Aun suponiendo que el príncipe no sea vicioso ..., es difícil y casi imposible que no tenga alguna particularidad, que de inmediato será notada; si se muestra inhábil y ridículo ante su pueblo, pierde gran parte de la reputación que debe tener. Supongamos que no sea inhábil, ni ridículo, ni vicioso, sino virtuoso y bien educado; sin embargo, la comunicación cotidiana y la excesiva familiaridad con los súbditos engendra cierto menosprecio hacia el soberano. Del menosprecio nace la desobediencia hacia él y sus mandatos, lo que significa la ruina del Estado. Por el contrario, si el príncipe se muestra de ordinario a sus súbditos en toda su grandeza, con continente severo, será más temido a riesgo de ser menos amado. El amor de los súbditos por su príncipe es más necesario para la conservación del Estado que el temor, tanto más cuanto el amor no puede existir sin temor de ofender a quien se ama, mientras que el temor puede existir, y así ocurre frecuentemente, sin amor ...

→ MATERIAL RECOPILADO:
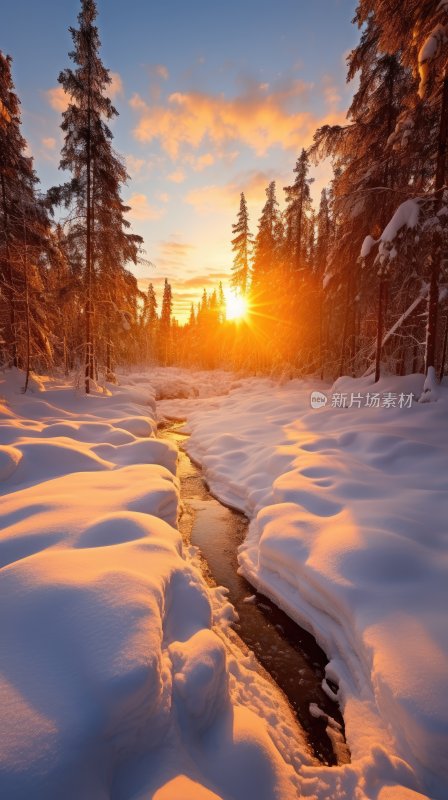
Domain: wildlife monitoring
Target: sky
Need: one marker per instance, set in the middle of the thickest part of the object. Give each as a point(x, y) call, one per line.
point(214, 99)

→ INSTRUCCIONES A SEGUIR:
Resume en dos oraciones el fragmento sobre el príncipe y sus súbditos.

→ RESPUESTA:
Aunque el príncipe sea virtuoso y bien educado, la comunicación cotidiana y la excesiva familiaridad con los súbditos engendran un menosprecio del que nace la desobediencia, lo que significa la ruina del Estado. Si, por el contrario, se muestra en toda su grandeza y con continente severo, será más temido a riesgo de ser menos amado, aunque el amor es más necesario que el temor para conservar el Estado, pues el amor no existe sin temor de ofender a quien se ama, mientras que el temor puede existir sin amor.